» Material shown
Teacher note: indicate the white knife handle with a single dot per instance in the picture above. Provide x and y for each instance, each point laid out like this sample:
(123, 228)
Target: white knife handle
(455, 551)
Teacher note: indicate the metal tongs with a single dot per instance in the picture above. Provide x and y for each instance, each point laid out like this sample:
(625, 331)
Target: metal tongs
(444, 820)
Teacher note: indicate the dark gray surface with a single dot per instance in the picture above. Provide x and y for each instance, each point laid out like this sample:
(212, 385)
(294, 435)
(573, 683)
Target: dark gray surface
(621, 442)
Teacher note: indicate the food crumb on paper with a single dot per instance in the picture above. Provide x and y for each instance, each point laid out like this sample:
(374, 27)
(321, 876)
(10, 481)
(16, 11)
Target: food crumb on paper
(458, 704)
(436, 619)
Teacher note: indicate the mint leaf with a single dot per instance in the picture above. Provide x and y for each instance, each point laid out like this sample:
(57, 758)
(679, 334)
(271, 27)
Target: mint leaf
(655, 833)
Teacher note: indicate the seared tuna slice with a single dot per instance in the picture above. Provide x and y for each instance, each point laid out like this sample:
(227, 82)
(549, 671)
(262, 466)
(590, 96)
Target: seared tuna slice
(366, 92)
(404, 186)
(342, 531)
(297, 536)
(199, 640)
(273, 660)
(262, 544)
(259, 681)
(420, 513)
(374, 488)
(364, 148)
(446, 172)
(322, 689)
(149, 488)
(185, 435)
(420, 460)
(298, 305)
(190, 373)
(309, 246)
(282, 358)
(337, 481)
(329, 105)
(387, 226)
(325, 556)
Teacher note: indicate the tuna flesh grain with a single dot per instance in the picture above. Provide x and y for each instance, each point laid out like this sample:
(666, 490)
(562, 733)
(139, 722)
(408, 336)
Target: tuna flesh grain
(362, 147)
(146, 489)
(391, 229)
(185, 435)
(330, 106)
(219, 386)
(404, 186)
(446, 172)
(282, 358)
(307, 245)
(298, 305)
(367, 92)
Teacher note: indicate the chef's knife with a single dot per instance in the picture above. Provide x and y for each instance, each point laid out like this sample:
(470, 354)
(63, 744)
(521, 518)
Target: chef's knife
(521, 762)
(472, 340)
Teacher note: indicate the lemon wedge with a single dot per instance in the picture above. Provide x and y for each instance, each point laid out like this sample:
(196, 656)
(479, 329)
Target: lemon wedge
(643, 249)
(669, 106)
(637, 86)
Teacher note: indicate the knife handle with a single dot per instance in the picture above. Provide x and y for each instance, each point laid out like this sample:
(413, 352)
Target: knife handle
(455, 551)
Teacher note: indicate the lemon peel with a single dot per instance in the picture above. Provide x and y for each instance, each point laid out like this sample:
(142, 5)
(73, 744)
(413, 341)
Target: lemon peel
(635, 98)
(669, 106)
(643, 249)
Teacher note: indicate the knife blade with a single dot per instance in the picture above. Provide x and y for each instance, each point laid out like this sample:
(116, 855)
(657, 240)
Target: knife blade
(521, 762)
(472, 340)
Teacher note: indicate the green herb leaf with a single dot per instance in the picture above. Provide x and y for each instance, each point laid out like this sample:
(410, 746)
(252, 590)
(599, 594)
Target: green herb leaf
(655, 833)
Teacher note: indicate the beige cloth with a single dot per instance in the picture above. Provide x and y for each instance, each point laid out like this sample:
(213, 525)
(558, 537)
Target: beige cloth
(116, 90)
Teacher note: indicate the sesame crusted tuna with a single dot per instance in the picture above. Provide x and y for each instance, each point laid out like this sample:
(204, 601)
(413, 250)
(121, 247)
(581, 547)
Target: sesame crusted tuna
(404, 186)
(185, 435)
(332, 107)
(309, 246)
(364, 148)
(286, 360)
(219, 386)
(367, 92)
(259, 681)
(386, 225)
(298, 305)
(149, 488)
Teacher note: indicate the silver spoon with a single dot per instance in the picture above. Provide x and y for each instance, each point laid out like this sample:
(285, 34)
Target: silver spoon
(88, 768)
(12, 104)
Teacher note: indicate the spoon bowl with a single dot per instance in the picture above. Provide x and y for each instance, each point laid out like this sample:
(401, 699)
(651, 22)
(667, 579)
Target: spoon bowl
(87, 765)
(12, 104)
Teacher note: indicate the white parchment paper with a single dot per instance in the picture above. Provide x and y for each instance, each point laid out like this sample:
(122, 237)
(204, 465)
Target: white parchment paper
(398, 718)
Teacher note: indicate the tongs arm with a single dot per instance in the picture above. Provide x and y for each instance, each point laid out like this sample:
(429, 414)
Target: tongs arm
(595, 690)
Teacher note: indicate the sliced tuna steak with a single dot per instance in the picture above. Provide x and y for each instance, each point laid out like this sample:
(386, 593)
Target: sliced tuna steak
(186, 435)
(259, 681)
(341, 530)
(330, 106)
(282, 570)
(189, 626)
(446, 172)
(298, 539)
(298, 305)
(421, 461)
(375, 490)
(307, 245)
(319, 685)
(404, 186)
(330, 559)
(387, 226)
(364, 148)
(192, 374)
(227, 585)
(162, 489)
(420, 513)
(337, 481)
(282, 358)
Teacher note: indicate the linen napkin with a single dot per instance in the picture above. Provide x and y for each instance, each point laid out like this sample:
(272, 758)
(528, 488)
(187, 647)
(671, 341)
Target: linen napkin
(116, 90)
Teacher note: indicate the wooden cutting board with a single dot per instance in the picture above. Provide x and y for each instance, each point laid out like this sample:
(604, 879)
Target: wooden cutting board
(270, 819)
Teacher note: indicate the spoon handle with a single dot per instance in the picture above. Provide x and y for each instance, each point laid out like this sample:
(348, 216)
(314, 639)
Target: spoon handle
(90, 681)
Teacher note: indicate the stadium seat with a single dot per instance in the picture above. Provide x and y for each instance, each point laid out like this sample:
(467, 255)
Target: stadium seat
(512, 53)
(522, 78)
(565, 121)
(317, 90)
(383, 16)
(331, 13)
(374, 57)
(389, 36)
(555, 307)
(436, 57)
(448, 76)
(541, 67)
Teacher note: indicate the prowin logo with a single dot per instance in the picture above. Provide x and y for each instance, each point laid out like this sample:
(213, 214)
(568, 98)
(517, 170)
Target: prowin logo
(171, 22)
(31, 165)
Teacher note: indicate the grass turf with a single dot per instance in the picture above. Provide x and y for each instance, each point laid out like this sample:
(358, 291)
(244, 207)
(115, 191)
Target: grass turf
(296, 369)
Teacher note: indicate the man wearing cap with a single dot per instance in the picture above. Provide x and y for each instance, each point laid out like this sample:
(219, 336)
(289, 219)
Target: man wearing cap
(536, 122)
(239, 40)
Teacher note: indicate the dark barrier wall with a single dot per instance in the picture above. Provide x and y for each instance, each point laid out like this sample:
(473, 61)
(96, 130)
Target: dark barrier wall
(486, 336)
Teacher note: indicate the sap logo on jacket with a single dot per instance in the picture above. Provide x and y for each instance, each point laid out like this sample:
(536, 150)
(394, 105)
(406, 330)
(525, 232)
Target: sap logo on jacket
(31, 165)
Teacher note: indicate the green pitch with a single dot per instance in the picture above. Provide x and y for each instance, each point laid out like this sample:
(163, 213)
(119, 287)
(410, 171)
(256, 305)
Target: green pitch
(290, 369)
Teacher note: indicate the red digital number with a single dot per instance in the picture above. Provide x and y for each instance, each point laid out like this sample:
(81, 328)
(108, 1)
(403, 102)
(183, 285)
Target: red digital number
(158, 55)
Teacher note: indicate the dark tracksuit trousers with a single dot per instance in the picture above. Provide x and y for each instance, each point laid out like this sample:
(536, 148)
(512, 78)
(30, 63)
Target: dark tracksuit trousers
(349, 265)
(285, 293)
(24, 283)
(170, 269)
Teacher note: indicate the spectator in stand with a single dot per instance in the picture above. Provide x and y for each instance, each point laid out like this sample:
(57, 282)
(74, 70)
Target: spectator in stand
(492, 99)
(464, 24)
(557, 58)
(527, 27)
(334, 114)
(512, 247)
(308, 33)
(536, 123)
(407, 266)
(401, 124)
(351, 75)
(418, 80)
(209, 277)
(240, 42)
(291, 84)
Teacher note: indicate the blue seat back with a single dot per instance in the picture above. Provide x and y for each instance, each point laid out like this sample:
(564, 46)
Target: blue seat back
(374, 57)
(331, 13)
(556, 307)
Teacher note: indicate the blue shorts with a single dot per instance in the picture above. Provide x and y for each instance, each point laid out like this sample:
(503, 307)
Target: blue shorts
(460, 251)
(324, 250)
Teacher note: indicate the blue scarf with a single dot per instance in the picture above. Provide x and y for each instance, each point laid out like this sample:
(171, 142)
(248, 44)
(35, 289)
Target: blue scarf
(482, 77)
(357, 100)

» Task to complete
Only the lines from the one that contains "Teacher note: indicate the dark tracksuit" to the end of the entries above should be given again, exactly and in full.

» Response for this exercise
Teacher note: indicate the dark tracksuit trousers with a single dot per instance in the picture above. Provide x and y for each instance, each point laid out like this sample:
(536, 148)
(512, 78)
(30, 63)
Target: dark tracksuit trousers
(349, 265)
(285, 293)
(24, 283)
(170, 269)
Teacher note: indicate the spectator in stand with a single dot per instance in the picture above. Provide x and y for each instance, each point laid out like this sample:
(57, 282)
(74, 70)
Target: spectator in stand
(492, 99)
(464, 24)
(557, 58)
(527, 27)
(334, 114)
(512, 247)
(308, 33)
(536, 123)
(407, 266)
(401, 124)
(351, 75)
(418, 80)
(209, 277)
(240, 42)
(291, 84)
Teacher note: indicate the blue seat back with a single dot per instance in the picture above. Provide x and y for each instance, each point laid out like this sample:
(564, 46)
Target: blue seat back
(374, 57)
(331, 13)
(556, 307)
Teacher note: indicate the blue shorts with a single dot per instance in the picture above. Provide x and y for each instance, each point laid out like this sample:
(503, 307)
Target: blue shorts
(460, 251)
(324, 250)
Teacher note: indicate the blue scarf with a single dot per instance in the picture above. Provide x and y for each instance, each point laid out like this sample:
(171, 142)
(248, 44)
(35, 289)
Target: blue scarf
(482, 77)
(357, 100)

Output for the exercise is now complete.